▶ [Material provided]
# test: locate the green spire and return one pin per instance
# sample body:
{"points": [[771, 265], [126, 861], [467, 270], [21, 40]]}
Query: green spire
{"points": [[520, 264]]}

* * *

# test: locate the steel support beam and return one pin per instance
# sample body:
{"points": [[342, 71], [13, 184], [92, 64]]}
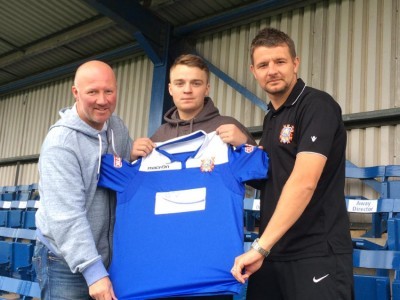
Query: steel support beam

---

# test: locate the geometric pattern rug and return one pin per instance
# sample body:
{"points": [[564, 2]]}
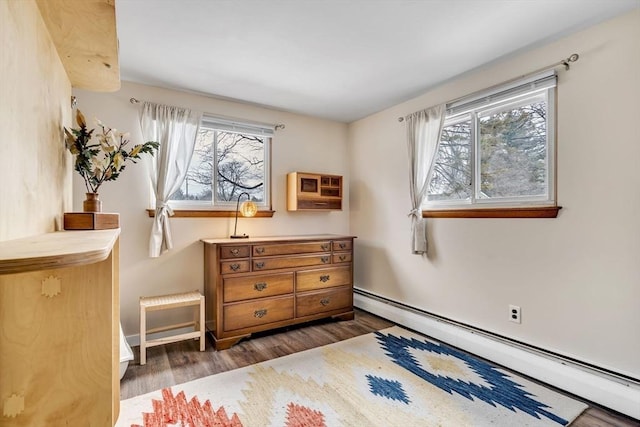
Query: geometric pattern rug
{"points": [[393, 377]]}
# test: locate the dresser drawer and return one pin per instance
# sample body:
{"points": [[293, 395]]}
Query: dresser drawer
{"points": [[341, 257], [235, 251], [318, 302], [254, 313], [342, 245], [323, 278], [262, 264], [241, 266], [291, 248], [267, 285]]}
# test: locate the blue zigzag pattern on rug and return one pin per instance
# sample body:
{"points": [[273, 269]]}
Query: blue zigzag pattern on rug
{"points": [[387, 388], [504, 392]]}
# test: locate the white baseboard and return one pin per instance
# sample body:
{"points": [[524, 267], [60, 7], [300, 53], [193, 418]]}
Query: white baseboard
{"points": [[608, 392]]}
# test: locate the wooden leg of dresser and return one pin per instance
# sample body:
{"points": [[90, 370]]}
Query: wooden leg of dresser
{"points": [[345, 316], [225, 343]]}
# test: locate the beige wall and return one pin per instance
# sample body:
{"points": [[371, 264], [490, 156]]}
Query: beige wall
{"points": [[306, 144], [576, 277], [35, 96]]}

▶ [Given problem]
Can you give the items again, starting with the line containing "# test: locate the steel" and going on through the line containing "Query: steel support beam", with "iron" substituted for "steel" and nothing else changed? Leave the pictures out of your answer.

▶ [Exercise response]
# test: locate the iron support beam and return one pin per instance
# sample body:
{"points": [[342, 71], [13, 184], [92, 64]]}
Query: iron support beam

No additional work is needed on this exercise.